Please convert all the rows below into a JSON list of strings, one string per line, with blank lines left out. Leave the pictures out of the list.

* **Records of labeled boxes**
:::
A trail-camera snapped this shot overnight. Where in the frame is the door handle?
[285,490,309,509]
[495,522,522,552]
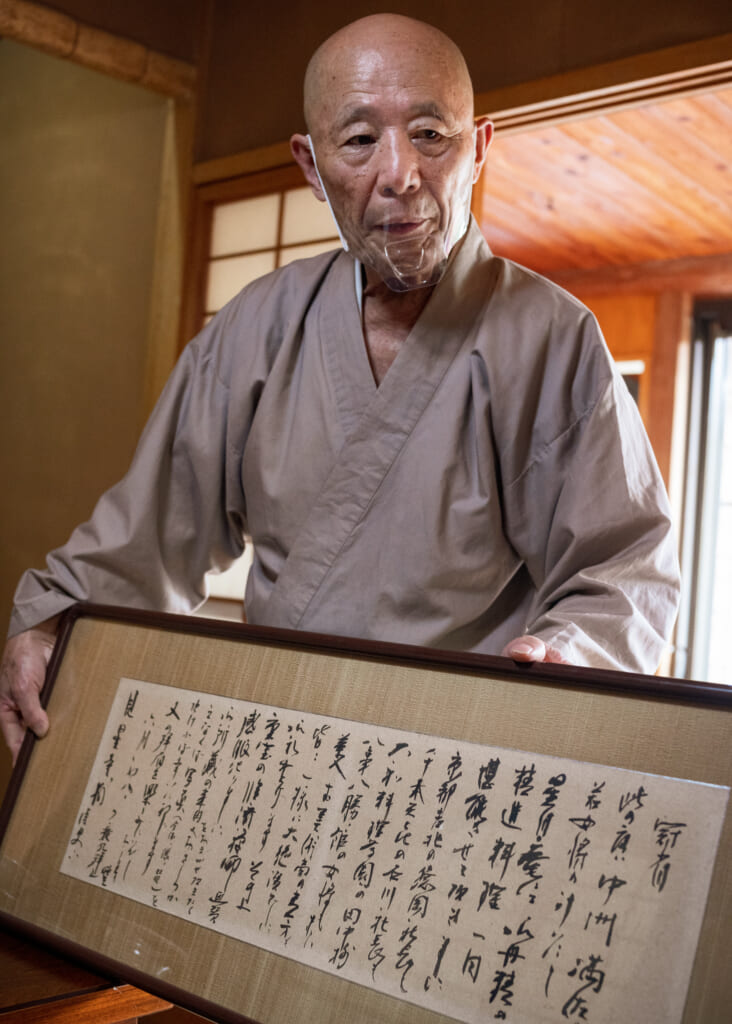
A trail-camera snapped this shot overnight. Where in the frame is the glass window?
[677,307,732,684]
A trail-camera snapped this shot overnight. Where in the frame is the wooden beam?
[545,253,732,298]
[475,34,732,134]
[0,0,197,102]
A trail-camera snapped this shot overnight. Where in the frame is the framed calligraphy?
[0,606,732,1024]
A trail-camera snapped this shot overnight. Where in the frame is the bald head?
[304,14,473,135]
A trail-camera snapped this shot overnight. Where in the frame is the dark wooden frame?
[0,605,732,1024]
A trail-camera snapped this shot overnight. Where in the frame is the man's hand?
[501,636,569,665]
[0,618,57,764]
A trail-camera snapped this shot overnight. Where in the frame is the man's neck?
[362,271,434,384]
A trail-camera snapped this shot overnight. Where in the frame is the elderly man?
[0,14,678,751]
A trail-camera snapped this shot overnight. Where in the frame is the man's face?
[300,46,486,291]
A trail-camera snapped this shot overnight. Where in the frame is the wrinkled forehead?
[305,35,473,133]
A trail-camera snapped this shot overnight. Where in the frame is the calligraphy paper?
[61,679,729,1024]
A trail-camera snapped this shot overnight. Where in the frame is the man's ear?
[290,135,326,203]
[473,117,493,184]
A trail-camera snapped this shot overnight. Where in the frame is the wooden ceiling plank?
[564,116,732,247]
[481,187,610,266]
[488,131,700,259]
[481,189,655,268]
[614,103,732,204]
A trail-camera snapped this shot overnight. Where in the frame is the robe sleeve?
[505,323,680,673]
[9,326,245,636]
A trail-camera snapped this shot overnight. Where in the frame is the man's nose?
[378,134,421,196]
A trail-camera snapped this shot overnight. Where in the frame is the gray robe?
[11,223,678,672]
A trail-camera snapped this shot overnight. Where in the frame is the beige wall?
[0,40,168,790]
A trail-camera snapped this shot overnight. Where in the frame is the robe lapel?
[267,227,492,629]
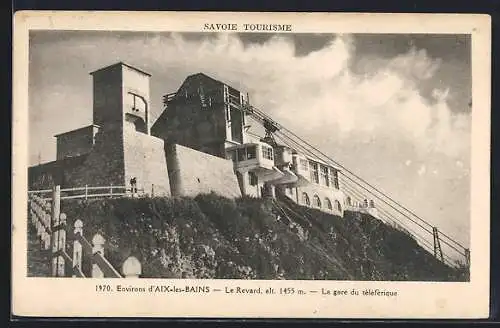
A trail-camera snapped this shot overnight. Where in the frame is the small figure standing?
[130,177,137,196]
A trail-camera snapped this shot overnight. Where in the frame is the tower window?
[262,146,274,161]
[313,195,321,208]
[320,165,330,186]
[128,92,147,113]
[335,200,342,212]
[309,161,319,183]
[330,168,339,189]
[300,159,309,171]
[248,172,258,186]
[302,192,311,206]
[325,197,333,211]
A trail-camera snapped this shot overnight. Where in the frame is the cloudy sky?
[29,31,471,249]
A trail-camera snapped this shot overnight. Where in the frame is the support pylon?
[432,227,444,262]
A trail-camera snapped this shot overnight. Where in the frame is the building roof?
[89,61,151,76]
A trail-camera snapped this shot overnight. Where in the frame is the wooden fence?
[28,185,148,200]
[28,186,141,278]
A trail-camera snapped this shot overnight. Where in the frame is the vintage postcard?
[12,11,491,318]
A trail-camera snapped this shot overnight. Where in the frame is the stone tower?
[87,62,168,193]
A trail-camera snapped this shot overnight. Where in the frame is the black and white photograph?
[12,11,489,320]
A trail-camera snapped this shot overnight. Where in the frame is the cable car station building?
[28,62,374,216]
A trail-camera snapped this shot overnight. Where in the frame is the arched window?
[325,197,333,211]
[302,192,311,206]
[313,195,321,208]
[335,200,342,212]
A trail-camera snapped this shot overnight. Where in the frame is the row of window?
[231,145,274,162]
[127,92,147,113]
[299,159,339,189]
[346,196,375,208]
[302,192,342,212]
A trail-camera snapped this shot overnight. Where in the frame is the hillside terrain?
[28,194,469,281]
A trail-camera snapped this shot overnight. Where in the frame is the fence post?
[51,185,61,277]
[465,248,470,268]
[43,211,51,250]
[122,256,142,278]
[73,219,83,277]
[92,233,106,278]
[57,213,66,277]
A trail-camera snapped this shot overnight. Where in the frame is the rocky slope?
[30,194,468,281]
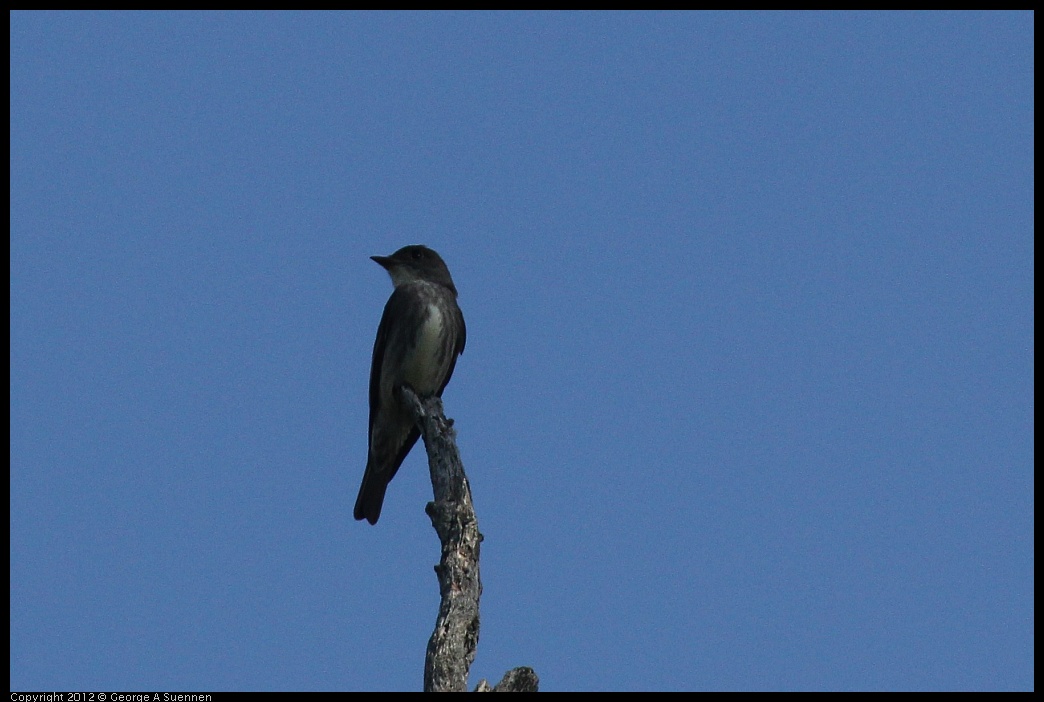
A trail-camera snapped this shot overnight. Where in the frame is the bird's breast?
[404,303,447,395]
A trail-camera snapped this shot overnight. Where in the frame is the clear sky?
[10,13,1034,692]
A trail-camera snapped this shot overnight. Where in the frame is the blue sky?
[10,13,1034,692]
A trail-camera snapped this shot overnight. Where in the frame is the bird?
[355,244,467,524]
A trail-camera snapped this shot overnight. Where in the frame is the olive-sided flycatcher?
[355,245,465,524]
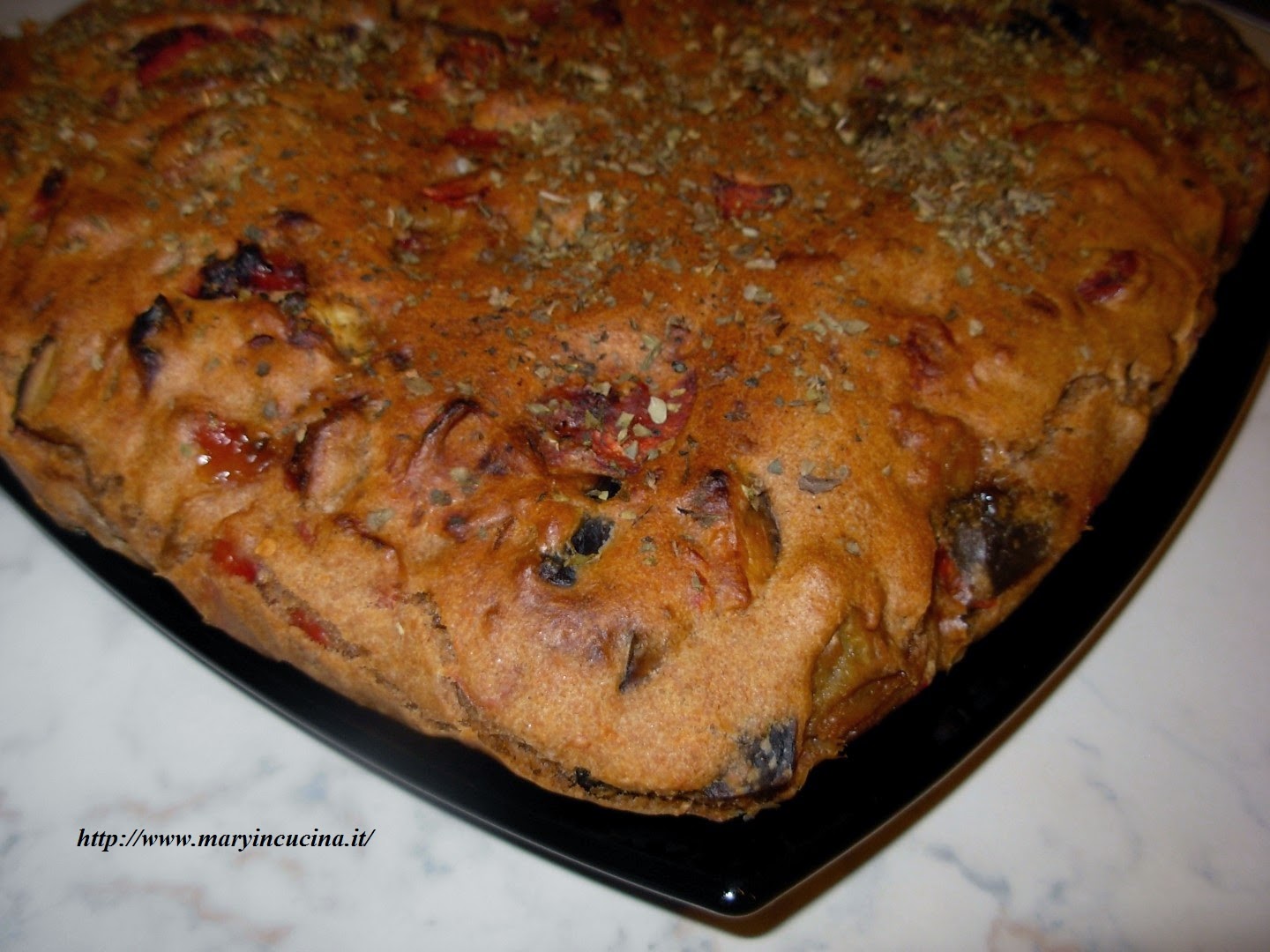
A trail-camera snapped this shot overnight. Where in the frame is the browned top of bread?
[0,0,1270,816]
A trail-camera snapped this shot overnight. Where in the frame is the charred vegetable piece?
[947,487,1049,599]
[569,516,614,556]
[539,552,578,589]
[194,242,309,301]
[128,294,176,392]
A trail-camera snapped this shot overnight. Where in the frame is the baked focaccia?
[0,0,1270,817]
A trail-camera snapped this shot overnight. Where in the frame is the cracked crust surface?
[0,0,1270,817]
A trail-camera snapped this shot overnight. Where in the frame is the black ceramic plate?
[0,211,1270,917]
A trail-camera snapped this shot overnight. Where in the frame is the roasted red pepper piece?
[423,175,489,208]
[193,416,275,482]
[194,242,309,301]
[710,175,794,219]
[1076,250,1139,305]
[128,23,230,86]
[212,539,260,585]
[542,377,696,473]
[445,126,503,148]
[287,608,330,647]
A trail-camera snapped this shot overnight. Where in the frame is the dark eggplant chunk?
[196,242,309,301]
[946,487,1050,598]
[1005,11,1054,43]
[539,552,578,589]
[128,294,176,392]
[1047,0,1094,46]
[569,516,614,556]
[583,476,623,502]
[743,719,797,793]
[617,631,663,690]
[701,718,797,800]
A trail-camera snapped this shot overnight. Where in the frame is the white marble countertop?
[0,3,1270,952]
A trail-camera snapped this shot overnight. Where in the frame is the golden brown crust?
[0,0,1270,817]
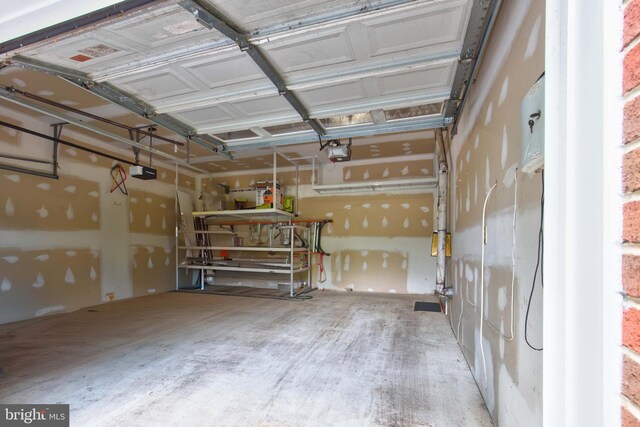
:::
* **Reply to the exercise**
[
  "A trail-camera snapped this shot overnight. Where in the frame is the door handle?",
  "[285,490,309,509]",
  "[495,522,522,552]",
  "A trail-camera snapped this shot overnight. Where in the frame is the glass window?",
  "[677,307,732,684]",
  "A trail-camera snapped this shot overnight. Where in the frame is the wooden beam?",
  "[545,253,732,298]",
  "[475,34,732,134]",
  "[0,0,197,102]",
  "A trail-camera snapped this shot overnight. Where in the frame is the framed calligraphy?",
  "[0,606,732,1024]",
  "A trail-camera snapped this shot overnight. Where in the frame is the bald head?",
  "[304,14,473,135]",
  "A trail-camera snapped this shot overnight. Where in the frame is the dark wooden frame?",
  "[0,605,732,1024]",
  "A trail-camera snapped this shot overnight. Where in the frame is the man's hand?",
  "[501,636,569,665]",
  "[0,618,57,764]",
  "A trail-camera snapped this shot overnight. Where in the frame is the man's neck?",
  "[362,271,434,384]",
  "A trail-camera snapped this shot overnight. Where in the frame is the elderly man?",
  "[0,14,678,751]",
  "A trail-camera snapped this shot overnight. Where in the frame is the man's face?",
  "[300,46,486,291]",
  "A trail-camera snapped this shot overnight. Where in the frame is the wrinkled forehead?",
  "[305,35,473,133]",
  "A trail-camera snapped this shot overnight. Where in the frame is the calligraphy paper?",
  "[61,679,729,1024]",
  "A trail-camera snapped this shot overnight. Where in the frame is the man's ear?",
  "[290,135,326,203]",
  "[473,117,493,184]",
  "A trail-camera snapped this shot overnight. Where in the frame is the wooden ceiling plank?",
  "[564,116,732,247]",
  "[481,187,610,266]",
  "[488,131,700,259]",
  "[481,189,655,268]",
  "[614,103,732,204]",
  "A trail-camera snapped this shot overnight. Where in the frame is the robe sleeve?",
  "[505,323,680,673]",
  "[9,326,245,636]",
  "A trail-camera snapped this shot overnight. Where in the frame is the man's nose?",
  "[378,134,421,196]",
  "A trail-camera snapped this shot overnight. Where in the frame is the gray robe?",
  "[11,223,678,672]",
  "A trail-camera snapped this shot overnight. Where in the frame is the beige wall?",
  "[0,40,168,790]",
  "A trail-camera snapped this shot overnight. Where in the frame is the robe lapel?",
  "[267,227,492,629]",
  "A trail-camera snapped this shot overnight. Where in the frame is the small figure standing?",
  "[130,177,137,196]",
  "A trail-camera snapped this shot overnight. Where in the frame is the tower window?",
  "[262,146,274,161]",
  "[313,195,321,208]",
  "[320,165,330,186]",
  "[128,92,147,113]",
  "[335,200,342,212]",
  "[309,161,319,183]",
  "[330,168,339,189]",
  "[300,159,309,171]",
  "[248,172,258,186]",
  "[302,192,311,206]",
  "[325,197,333,211]",
  "A trail-camera snapped this shot overnight. Where in the frame is the cloudy sky?",
  "[29,31,471,249]",
  "A trail-camera snapped this shot overnight. Where in the frame is the support pylon?",
  "[432,227,444,262]",
  "A trail-camera snapped this shot overnight. Where in the frame is the building roof?",
  "[89,61,151,76]",
  "A trail-camera snapped this shot overnight. Where in the frame is the wooden fence?",
  "[28,185,148,200]",
  "[28,186,141,278]",
  "A trail-camera snapped this shot overnight. Where in the frame is the vintage postcard?",
  "[12,11,491,318]",
  "A trail-camera snapped this shot overnight. Where in the frame is the stone tower?",
  "[87,62,168,193]",
  "A trail-camera snapped this shot overnight. Where in the frame is the black and white photograph?",
  "[12,11,489,320]",
  "A trail-camera snapped this shot overnight. Where in the frame is the cable car station building?",
  "[28,62,374,216]",
  "A trail-camera snapped this shot overnight. Where in the frame is the arched window?",
  "[325,197,333,211]",
  "[302,192,311,206]",
  "[313,195,321,208]",
  "[335,200,342,212]",
  "A trail-camera snapped this shot overnight. Where in the frame is the row of window?",
  "[231,145,274,162]",
  "[127,92,147,113]",
  "[299,159,339,189]",
  "[346,196,375,208]",
  "[302,192,342,212]",
  "A trail-camera snapped this shot overnight. Where in the frame is the hillside terrain?",
  "[28,194,469,281]",
  "A trail-camera snapped this shot overnight. Where in the frame is the fence post?",
  "[51,185,61,277]",
  "[465,248,470,268]",
  "[43,211,51,250]",
  "[122,256,142,278]",
  "[73,219,83,277]",
  "[92,233,106,278]",
  "[57,213,66,277]",
  "A trail-camera snapped this shot overnight. Where in the frame is the rocky slope?",
  "[30,194,468,281]",
  "A trail-camera snapped this shot overnight. Where in the frame is the bird's breast?",
  "[404,303,447,395]",
  "A trail-camera snapped this shot overnight. Where in the frame is the clear sky?",
  "[10,13,1034,692]",
  "A trail-camera snapped this shot overnight. Where in the frame is the blue sky?",
  "[10,13,1034,692]",
  "A trail-camera snapped this shot overnight. Where in the frame is the bird?",
  "[355,244,467,524]",
  "A trail-camera snapped this shot overnight. Where in the frame is the olive-sided flycatcher?",
  "[355,245,465,524]",
  "A trail-camera snapped this shot overnight. Where in the frame is the browned top of bread?",
  "[0,0,1270,816]",
  "A trail-camera snapped this shot overnight. Where in the frame is the charred vegetable piece?",
  "[947,487,1049,599]",
  "[569,516,614,556]",
  "[539,552,578,589]",
  "[194,242,309,301]",
  "[128,294,176,392]",
  "A trail-camera snapped this shot overnight. Where in the frame is the baked focaccia?",
  "[0,0,1270,817]",
  "A trail-camera snapped this shot overnight. Where in the frame is the cracked crust surface?",
  "[0,0,1270,817]",
  "A trail-camera snapped this shot overnight. Where in the frame is the black ceramic plate?",
  "[0,211,1270,917]",
  "A trail-camera snapped this shot overnight. Where in the frame is the roasted red pepper piece?",
  "[423,175,489,208]",
  "[193,416,275,482]",
  "[194,242,309,301]",
  "[710,175,794,219]",
  "[1076,250,1139,305]",
  "[128,23,230,86]",
  "[212,539,260,585]",
  "[542,377,696,473]",
  "[445,126,503,148]",
  "[287,608,330,647]",
  "A trail-camera snapped this shot overnight. Where in the frame is the dark eggplant chunk?",
  "[196,242,309,301]",
  "[946,487,1050,598]",
  "[1005,11,1054,43]",
  "[539,552,578,589]",
  "[128,294,176,392]",
  "[1047,0,1094,46]",
  "[569,516,614,556]",
  "[583,476,623,502]",
  "[743,719,797,793]",
  "[617,631,663,690]",
  "[701,718,797,800]",
  "A trail-camera snapped this shot overnight. Where in the frame is the white marble countertop?",
  "[0,3,1270,952]",
  "A trail-camera snapped this shot overnight. Where in the frame is the golden brown crust?",
  "[0,0,1270,817]"
]